[Stored entries]
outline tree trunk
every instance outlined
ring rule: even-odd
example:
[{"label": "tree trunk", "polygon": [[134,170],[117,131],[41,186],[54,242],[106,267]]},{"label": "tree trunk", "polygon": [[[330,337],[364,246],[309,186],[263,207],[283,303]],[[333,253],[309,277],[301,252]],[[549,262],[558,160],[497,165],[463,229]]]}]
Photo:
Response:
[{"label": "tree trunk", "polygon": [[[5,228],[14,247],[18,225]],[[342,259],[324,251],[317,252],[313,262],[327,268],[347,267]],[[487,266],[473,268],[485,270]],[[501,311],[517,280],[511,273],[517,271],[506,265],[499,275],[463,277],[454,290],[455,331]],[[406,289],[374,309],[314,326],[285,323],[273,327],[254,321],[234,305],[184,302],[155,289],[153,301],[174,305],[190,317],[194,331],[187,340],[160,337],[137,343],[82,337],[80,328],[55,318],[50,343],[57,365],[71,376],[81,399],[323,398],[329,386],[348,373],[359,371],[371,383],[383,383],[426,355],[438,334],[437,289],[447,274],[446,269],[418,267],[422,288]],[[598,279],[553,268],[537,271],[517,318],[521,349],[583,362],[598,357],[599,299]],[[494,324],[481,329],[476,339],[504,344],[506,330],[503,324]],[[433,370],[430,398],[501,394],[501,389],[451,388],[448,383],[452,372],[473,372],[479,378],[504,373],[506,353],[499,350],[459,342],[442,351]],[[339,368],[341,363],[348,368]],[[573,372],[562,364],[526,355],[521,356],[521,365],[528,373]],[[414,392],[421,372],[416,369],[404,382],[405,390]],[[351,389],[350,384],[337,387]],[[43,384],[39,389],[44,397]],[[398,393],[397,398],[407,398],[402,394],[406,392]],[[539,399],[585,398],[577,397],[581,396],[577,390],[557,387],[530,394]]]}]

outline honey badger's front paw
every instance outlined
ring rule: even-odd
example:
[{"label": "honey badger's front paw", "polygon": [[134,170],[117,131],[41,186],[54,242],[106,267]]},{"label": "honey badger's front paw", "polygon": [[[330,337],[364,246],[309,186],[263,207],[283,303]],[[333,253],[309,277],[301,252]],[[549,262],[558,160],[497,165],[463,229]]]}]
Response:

---

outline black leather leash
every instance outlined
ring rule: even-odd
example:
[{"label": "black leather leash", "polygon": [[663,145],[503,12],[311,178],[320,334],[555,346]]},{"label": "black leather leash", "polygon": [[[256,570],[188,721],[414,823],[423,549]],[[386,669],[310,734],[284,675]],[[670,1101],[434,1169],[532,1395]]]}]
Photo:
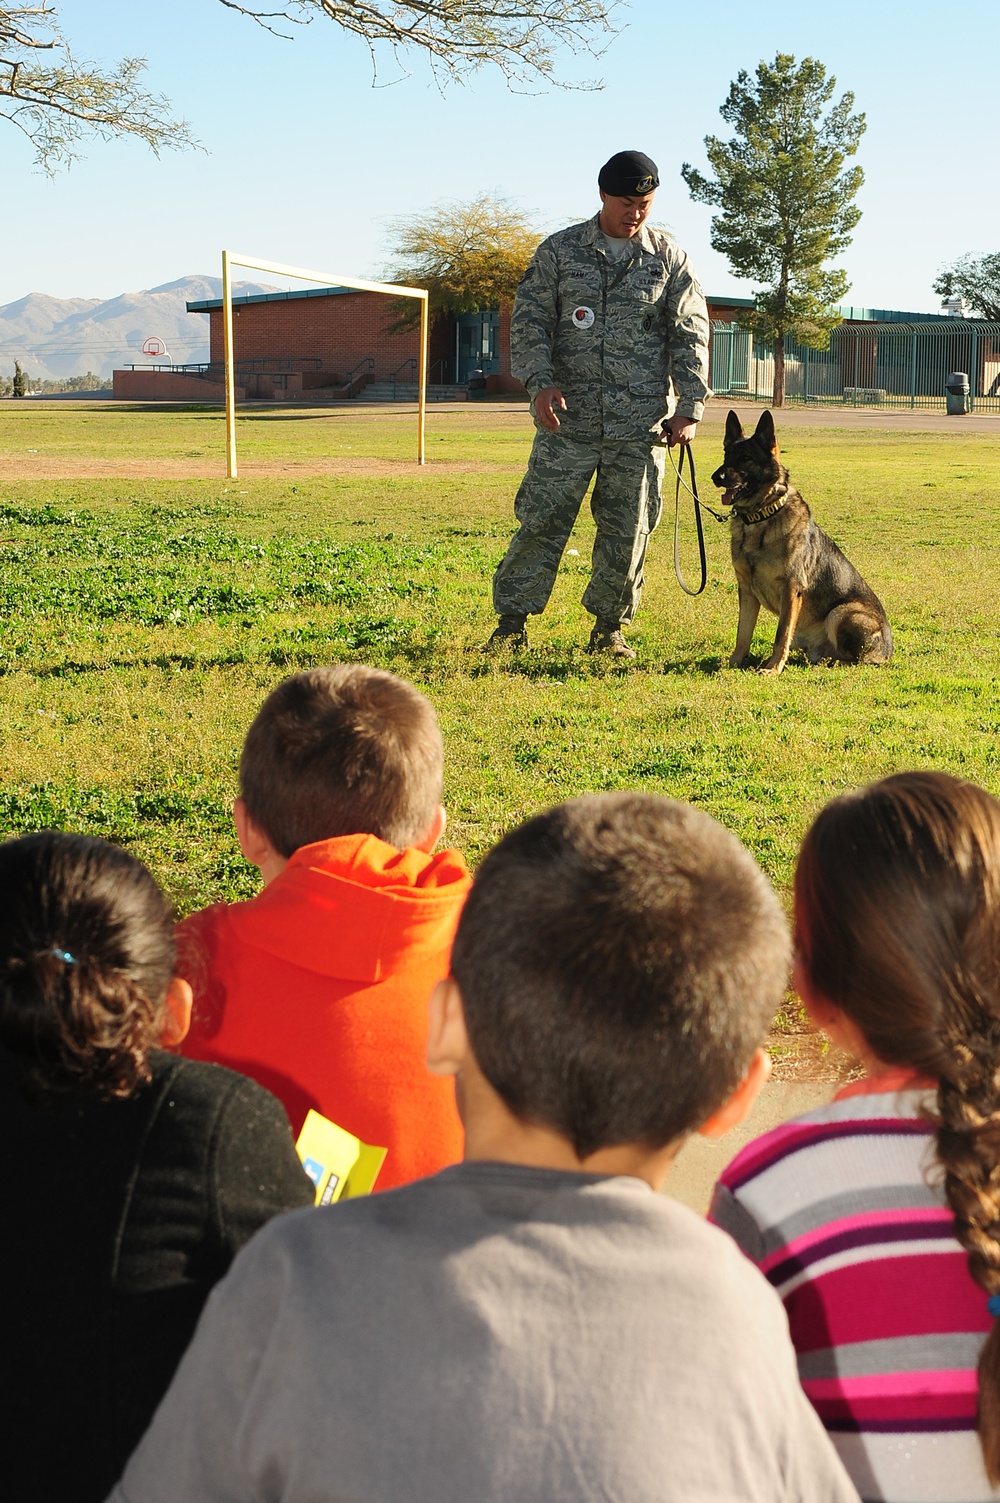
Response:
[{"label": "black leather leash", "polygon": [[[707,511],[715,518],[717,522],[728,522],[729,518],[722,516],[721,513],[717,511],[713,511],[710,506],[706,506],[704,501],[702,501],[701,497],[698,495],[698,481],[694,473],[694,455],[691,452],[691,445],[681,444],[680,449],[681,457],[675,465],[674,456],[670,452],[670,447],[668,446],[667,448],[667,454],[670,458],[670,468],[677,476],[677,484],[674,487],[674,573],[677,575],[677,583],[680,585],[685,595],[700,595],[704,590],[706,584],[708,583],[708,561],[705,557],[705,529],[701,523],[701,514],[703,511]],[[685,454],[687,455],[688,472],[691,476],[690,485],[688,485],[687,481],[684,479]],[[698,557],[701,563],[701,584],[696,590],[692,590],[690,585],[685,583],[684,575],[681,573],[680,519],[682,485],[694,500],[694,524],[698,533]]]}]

==

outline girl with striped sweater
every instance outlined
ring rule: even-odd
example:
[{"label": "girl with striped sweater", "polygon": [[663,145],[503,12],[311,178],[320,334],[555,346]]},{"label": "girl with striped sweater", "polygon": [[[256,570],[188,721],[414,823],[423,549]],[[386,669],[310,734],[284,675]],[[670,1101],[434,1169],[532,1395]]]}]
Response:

## [What to do]
Scan the records for lines that hold "with", and reproduce each one you find.

## [Answer]
outline girl with striped sweater
[{"label": "girl with striped sweater", "polygon": [[663,145],[503,12],[311,178],[320,334],[555,346]]},{"label": "girl with striped sweater", "polygon": [[[256,570],[188,721],[414,823],[423,549]],[[386,669],[310,734],[284,675]],[[670,1101],[434,1169],[532,1395]]]}]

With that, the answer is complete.